» PROBLEM REQUIREMENTS
Here are some entries. Print them exactly as they are.
━━ RECORDS SHOWN ━━
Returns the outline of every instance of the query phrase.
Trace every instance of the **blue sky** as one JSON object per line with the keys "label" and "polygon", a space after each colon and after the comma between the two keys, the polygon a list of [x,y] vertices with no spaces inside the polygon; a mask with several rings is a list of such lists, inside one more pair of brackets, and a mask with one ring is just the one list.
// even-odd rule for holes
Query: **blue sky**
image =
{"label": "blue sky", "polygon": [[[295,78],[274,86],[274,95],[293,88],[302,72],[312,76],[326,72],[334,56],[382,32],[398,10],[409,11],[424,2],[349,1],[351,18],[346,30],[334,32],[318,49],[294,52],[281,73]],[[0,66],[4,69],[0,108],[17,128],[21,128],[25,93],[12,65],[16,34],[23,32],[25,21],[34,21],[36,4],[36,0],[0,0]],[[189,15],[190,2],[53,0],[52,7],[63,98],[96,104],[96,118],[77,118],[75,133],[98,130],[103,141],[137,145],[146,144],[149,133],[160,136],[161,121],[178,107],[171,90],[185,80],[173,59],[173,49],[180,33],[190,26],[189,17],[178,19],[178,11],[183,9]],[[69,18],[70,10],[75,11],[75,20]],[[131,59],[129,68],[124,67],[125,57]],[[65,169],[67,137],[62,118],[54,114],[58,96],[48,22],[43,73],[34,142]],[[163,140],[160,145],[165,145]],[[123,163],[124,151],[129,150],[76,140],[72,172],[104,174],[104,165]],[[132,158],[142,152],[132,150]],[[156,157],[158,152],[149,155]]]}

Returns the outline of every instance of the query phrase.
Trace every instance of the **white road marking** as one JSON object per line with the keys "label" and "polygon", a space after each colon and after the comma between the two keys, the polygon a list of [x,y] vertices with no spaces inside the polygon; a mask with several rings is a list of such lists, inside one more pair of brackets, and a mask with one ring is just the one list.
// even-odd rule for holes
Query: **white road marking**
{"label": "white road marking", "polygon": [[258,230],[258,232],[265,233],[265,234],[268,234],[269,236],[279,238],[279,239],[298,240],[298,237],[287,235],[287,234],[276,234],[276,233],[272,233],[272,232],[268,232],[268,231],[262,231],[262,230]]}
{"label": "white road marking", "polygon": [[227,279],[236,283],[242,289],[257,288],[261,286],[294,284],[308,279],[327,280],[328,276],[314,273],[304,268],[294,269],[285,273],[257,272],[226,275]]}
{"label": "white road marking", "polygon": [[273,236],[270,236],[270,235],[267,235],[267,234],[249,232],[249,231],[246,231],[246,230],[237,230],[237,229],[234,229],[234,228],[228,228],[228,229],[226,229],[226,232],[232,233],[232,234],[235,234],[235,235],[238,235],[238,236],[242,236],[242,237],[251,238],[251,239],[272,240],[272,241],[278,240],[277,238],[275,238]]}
━━━
» COMPLETED EXERCISE
Returns the outline of every instance of the query phrase.
Trace every instance of the **blue sky** as one JSON object per line with the keys "label" and "polygon", a space after each colon and after the comma between the two keys, the polygon a list of [x,y] vertices with no spaces inside the polygon; a mask with several rings is a list of such lists, inside one more pair of brackets, and a mask with one ring is just the one list.
// even-odd rule for holes
Query: **blue sky**
image =
{"label": "blue sky", "polygon": [[[295,78],[274,86],[274,95],[293,88],[302,72],[312,76],[326,72],[334,56],[382,32],[398,10],[409,11],[424,2],[349,1],[351,18],[346,30],[334,32],[318,49],[294,52],[281,73]],[[0,66],[4,69],[0,108],[17,128],[21,128],[25,93],[12,65],[16,34],[23,32],[25,21],[34,21],[36,4],[36,0],[0,0]],[[189,15],[190,2],[53,0],[52,7],[63,98],[96,104],[96,118],[77,118],[75,133],[98,130],[103,141],[137,145],[146,144],[149,133],[160,136],[161,121],[178,107],[171,90],[185,80],[173,59],[173,49],[180,33],[190,26],[189,17],[178,19],[178,11],[183,9]],[[69,18],[70,10],[75,11],[75,20]],[[131,59],[129,68],[124,67],[125,57]],[[65,169],[67,137],[62,118],[54,114],[58,96],[48,22],[43,73],[34,142]],[[163,140],[160,145],[165,145]],[[123,163],[124,151],[129,150],[76,140],[72,172],[104,174],[104,165]],[[132,158],[142,152],[132,150]],[[156,157],[158,152],[149,155]]]}

Returns the outline of every instance of the query phrase.
Trace every instance of the **white road marking** as one JSON object per line with the keys "label" and "polygon", a space after each colon and after the comma between the two keys, the polygon a list of [x,y] vertices with no spaces inside the polygon; a mask with several rings is a list of such lists, inside one more pair of brackets, and a mask with one ring is just the one list.
// even-odd rule for holes
Query: **white road marking**
{"label": "white road marking", "polygon": [[258,230],[258,232],[265,233],[265,234],[268,234],[269,236],[279,238],[279,239],[298,240],[298,237],[287,235],[287,234],[276,234],[276,233],[272,233],[272,232],[268,232],[268,231],[262,231],[262,230]]}
{"label": "white road marking", "polygon": [[227,279],[236,283],[242,289],[257,288],[261,286],[294,284],[308,279],[327,280],[328,276],[314,273],[304,268],[294,269],[285,273],[257,272],[226,275]]}
{"label": "white road marking", "polygon": [[273,236],[270,236],[270,235],[267,235],[267,234],[249,232],[249,231],[246,231],[246,230],[237,230],[237,229],[234,229],[234,228],[228,228],[228,229],[226,229],[226,232],[232,233],[232,234],[235,234],[235,235],[238,235],[238,236],[242,236],[242,237],[251,238],[251,239],[272,240],[272,241],[278,240],[277,238],[275,238]]}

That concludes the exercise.